§ Page text
Saturday, November 7, 2009

A Tale of Two Markets: Saudi Arabia and the UAE

"It was the best of times.  It was the worst of times."

Those who read my previous post (6 November) of the Oliver Wyman/Zogby International poll and saw the stark disparity between business sentiment in the UAE and the Kingdom of Saudi Arabia may be inclined to apply Dickens' description of England and France quoted above to these two GCC states.

What is a key factor which affects and as well reflects business sentiment?  And which might be responsible for the views of Saudi and UAE businessmen?

Liquidity in the market - the availability of lendable /spendable funds: 
  1. So one's customers can buy whatever one is selling.  
  2. So one can borrow to support one's own ongoing business activities (working capital) as well make any needed long term investments in plant, equipment and property.  And perhaps an acquisition or two.  And of course to refinance existing debt as it matures.
The nice folks at Markaz up in Kuwait kindly provide a highly useful tool for exploration of this topic and even "nicer" they do so for free: Their "Daily GCC Fixed Income Report."

Let's take a look at the 4 November 2009 issue.

Records from a point labeling set:

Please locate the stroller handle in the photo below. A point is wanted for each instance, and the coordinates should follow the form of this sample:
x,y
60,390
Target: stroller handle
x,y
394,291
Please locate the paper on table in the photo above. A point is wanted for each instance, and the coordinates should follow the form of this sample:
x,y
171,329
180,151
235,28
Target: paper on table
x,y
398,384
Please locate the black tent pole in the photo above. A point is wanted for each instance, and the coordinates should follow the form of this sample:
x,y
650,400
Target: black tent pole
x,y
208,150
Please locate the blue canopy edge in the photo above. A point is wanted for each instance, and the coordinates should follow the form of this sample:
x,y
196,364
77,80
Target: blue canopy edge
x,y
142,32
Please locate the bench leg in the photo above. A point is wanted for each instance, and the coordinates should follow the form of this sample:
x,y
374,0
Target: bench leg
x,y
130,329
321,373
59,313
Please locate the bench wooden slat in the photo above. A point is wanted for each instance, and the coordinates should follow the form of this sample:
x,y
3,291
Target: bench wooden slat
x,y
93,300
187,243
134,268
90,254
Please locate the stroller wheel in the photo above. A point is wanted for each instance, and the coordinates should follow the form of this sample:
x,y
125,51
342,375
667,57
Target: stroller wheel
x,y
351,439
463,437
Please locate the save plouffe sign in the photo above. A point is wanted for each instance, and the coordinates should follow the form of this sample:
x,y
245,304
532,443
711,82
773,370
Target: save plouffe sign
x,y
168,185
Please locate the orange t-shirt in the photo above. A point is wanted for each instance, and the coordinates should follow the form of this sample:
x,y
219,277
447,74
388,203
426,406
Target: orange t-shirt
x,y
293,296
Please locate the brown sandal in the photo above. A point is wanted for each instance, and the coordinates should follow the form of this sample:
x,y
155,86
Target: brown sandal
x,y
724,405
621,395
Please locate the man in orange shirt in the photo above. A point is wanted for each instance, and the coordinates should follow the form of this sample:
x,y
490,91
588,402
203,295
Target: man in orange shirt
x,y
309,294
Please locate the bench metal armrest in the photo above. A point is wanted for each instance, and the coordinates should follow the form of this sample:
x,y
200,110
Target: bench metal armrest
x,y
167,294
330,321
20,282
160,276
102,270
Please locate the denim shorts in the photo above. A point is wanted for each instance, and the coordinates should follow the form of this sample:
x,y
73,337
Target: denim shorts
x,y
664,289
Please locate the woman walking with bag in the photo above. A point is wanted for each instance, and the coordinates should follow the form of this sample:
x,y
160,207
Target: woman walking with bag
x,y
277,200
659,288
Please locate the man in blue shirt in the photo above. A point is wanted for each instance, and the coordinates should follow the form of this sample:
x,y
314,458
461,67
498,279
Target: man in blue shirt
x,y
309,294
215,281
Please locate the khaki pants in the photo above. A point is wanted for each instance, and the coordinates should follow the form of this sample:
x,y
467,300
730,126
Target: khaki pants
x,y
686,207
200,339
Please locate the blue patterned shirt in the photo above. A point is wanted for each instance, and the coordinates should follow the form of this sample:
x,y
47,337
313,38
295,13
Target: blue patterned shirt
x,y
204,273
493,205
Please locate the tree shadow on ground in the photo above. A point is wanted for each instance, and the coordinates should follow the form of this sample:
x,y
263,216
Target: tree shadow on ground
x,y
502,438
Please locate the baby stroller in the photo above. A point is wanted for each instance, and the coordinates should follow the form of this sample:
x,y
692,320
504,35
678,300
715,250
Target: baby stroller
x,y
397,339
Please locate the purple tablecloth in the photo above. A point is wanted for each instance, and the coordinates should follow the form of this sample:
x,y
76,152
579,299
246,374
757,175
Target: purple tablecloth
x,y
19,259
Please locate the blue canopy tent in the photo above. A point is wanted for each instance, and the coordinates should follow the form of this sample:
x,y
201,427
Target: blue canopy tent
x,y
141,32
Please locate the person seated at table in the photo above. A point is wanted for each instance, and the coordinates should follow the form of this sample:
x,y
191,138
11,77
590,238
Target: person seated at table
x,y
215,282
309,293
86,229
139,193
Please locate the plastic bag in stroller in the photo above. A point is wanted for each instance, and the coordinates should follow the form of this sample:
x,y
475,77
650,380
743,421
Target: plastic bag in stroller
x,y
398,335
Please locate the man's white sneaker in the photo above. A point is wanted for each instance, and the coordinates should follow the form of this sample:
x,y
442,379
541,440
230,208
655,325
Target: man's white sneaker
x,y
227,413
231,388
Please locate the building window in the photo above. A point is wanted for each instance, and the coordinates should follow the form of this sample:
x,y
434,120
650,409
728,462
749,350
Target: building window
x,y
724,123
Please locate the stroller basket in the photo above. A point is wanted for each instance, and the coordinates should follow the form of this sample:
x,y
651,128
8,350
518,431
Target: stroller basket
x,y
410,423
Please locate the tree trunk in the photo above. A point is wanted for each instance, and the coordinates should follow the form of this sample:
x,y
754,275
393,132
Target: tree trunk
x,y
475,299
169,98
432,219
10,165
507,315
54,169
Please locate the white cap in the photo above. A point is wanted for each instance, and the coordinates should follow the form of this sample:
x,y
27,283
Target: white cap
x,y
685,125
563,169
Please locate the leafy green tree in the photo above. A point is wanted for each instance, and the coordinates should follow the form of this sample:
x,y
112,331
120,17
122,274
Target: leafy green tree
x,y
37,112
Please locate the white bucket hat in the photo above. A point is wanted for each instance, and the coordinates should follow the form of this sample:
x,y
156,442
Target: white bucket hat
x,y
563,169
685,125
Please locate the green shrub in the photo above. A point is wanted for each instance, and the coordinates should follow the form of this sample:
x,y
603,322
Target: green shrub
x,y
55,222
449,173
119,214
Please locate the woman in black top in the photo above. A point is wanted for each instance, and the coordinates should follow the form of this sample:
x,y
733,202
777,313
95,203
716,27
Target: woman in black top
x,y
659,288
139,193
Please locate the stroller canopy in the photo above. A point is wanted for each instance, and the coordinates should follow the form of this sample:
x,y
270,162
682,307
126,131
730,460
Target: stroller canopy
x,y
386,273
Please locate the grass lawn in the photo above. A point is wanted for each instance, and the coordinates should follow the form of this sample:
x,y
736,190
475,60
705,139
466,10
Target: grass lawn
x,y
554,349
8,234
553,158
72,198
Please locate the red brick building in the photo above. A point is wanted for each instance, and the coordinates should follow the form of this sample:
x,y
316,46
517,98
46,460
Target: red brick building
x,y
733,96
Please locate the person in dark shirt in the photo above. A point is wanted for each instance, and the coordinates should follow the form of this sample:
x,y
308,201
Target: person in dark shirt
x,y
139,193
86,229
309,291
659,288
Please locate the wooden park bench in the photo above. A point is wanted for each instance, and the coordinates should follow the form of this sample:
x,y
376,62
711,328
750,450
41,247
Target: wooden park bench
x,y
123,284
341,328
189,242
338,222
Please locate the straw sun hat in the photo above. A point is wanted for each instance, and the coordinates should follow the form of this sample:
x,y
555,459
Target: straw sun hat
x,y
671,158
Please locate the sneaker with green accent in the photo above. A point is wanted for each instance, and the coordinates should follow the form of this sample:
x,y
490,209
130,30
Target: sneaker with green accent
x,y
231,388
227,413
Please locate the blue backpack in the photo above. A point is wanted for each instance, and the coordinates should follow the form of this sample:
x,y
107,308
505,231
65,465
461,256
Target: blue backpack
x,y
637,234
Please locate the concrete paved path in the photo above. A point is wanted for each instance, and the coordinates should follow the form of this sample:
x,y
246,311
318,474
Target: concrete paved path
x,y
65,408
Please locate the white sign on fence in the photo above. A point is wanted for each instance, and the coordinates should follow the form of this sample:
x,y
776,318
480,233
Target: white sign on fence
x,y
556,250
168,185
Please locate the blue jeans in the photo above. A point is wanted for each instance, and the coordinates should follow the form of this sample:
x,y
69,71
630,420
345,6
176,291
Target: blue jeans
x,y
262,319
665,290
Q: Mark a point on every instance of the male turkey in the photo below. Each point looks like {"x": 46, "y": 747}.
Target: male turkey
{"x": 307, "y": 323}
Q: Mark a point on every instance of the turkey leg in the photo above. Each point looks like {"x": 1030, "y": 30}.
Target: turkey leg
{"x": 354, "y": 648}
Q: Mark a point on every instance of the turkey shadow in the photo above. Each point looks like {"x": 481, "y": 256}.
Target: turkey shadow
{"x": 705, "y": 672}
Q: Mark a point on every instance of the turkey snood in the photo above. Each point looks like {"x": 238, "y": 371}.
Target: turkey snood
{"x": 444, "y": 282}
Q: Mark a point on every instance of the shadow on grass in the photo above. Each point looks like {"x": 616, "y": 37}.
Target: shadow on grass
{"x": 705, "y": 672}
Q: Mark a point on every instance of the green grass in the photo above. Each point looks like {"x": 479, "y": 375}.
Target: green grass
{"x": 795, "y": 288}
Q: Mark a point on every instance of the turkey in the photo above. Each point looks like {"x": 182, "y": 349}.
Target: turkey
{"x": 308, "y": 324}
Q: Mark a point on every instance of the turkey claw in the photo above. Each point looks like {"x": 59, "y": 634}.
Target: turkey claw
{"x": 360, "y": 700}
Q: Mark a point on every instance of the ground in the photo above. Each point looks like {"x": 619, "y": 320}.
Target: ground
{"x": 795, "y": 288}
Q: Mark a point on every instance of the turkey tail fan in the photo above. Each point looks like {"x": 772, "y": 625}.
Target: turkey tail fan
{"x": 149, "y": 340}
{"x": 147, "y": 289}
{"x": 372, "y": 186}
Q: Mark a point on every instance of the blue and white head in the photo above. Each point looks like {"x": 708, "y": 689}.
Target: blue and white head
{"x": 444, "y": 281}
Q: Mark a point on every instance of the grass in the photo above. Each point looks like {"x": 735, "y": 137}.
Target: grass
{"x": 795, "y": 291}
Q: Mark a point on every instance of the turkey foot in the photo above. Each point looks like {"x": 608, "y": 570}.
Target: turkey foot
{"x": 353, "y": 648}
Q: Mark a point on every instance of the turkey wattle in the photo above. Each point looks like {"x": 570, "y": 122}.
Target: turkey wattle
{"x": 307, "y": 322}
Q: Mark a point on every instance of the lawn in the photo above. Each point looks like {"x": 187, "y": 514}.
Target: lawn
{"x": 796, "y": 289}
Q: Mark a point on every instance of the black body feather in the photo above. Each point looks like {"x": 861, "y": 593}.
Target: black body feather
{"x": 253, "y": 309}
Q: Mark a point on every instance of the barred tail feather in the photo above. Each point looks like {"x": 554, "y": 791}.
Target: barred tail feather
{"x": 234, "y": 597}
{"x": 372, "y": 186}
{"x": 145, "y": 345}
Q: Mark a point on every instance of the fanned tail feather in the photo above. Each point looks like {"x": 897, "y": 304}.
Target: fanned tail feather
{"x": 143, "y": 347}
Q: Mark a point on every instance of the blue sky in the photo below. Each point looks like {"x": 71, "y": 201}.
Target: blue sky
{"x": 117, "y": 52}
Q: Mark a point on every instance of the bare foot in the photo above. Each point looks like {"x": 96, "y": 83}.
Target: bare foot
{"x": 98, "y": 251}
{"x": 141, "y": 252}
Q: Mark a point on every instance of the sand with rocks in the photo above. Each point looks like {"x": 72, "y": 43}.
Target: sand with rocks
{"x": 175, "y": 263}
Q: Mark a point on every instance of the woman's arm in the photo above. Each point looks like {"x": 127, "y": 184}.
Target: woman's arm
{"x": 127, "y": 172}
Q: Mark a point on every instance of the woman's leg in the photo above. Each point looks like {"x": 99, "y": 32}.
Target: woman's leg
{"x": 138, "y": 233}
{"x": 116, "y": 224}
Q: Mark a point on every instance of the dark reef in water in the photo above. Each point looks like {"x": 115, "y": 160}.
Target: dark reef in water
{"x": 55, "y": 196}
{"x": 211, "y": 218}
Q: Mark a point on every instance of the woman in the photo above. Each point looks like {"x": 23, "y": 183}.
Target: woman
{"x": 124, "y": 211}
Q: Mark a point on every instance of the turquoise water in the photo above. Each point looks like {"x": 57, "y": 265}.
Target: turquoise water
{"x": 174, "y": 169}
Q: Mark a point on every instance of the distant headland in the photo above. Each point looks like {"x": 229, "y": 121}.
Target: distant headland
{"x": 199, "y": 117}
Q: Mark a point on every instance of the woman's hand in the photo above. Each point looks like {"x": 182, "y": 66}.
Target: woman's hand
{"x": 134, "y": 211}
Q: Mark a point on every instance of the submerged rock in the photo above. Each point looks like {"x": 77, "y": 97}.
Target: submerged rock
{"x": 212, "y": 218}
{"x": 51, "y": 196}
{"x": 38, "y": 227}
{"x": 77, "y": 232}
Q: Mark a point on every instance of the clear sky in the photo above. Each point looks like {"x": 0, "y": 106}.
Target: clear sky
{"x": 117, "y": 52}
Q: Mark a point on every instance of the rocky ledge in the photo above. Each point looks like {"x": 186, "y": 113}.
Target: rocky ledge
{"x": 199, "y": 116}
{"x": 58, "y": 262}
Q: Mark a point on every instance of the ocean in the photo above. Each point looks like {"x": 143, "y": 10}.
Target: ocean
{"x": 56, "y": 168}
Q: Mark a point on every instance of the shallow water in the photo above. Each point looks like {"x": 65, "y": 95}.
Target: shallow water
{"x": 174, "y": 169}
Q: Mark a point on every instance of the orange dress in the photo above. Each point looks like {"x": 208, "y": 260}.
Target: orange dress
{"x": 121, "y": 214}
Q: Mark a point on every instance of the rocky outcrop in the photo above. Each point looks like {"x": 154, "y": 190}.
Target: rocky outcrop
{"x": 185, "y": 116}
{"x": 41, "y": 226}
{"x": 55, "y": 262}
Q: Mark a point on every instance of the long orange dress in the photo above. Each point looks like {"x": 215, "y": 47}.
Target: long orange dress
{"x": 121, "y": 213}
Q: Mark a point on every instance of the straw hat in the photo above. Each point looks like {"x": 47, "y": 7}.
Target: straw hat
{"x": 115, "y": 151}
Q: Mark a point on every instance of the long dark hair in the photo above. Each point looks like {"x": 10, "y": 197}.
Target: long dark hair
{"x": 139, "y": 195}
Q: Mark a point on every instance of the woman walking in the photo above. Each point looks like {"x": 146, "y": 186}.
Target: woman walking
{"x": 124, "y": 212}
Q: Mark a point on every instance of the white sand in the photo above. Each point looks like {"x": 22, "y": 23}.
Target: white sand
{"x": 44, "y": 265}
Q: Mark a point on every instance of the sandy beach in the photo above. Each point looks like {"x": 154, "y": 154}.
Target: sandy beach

§ Tasks to perform
A. Quote the post on Saudi Arabia and the UAE word for word from "Saturday, November 7, 2009" to "and UAE businessmen?".
B. Continue the post comparing business sentiment in Saudi Arabia and the UAE from the point where it stops.

§ Replies
A.
Saturday, November 7, 2009

A Tale of Two Markets: Saudi Arabia and the UAE

"It was the best of times.  It was the worst of times."

Those who read my previous post (6 November) of the Oliver Wyman/Zogby International poll and saw the stark disparity between business sentiment in the UAE and the Kingdom of Saudi Arabia may be inclined to apply Dickens' description of England and France quoted above to these two GCC states.

What is a key factor which affects and as well reflects business sentiment?  And which might be responsible for the views of Saudi and UAE businessmen?

B.
Look at the "Interbank Rate Section":
  1. The first thing to focus on is the dramatic decline in interest rates from 31 Dec 2008.- save for Oman.  This decrease reflects increased liquidity.  That's a good thing, though too much liquidity can be a bad thing.
  2. Next notice that Libor (the London US Dollar rate) is much much lower than the rates in any of the GCC states.  That gives a relative indication of difference at the macro level in liquidity between the Gulf and Europe. 
  3. Then notice that the UAE ("AEIBOR") has the second highest rates in the GCC - an indication that liquidity is relatively strained.  Only Oman is tighter.
Notes:  
All the rates shown are for local currencies.  Libor is the US Dollar.. Euribor is the Euro.
These rates reflect the interest rate one bank would charge another creditworthy bank to place a deposit with it.
Loans to corporations or less creditworthy banks would have a margin added to this "base" rate.
 
Another interesting bit of  information in the report is the table of  5 Year Credit Default Swap Rates.  These reflect the cost of buying "insurance" on a 5 Year Bond.   The lower the price the better.

Here the takeaway is that Dubai's CDS rate is well above  that of other GCC States and even above Turkey and Lebanon.   Using these rates, one can construct a relative market price based "sovereign risk rating" matrix.  Saudi the "best" credit and Dubai the "weakest" in the GCC.  But note that prices can also be affected by  other factors than just the obligor's credit.  For example, the volume of bonds outstanding and number of "market makers" willing to write  insurance are important factors.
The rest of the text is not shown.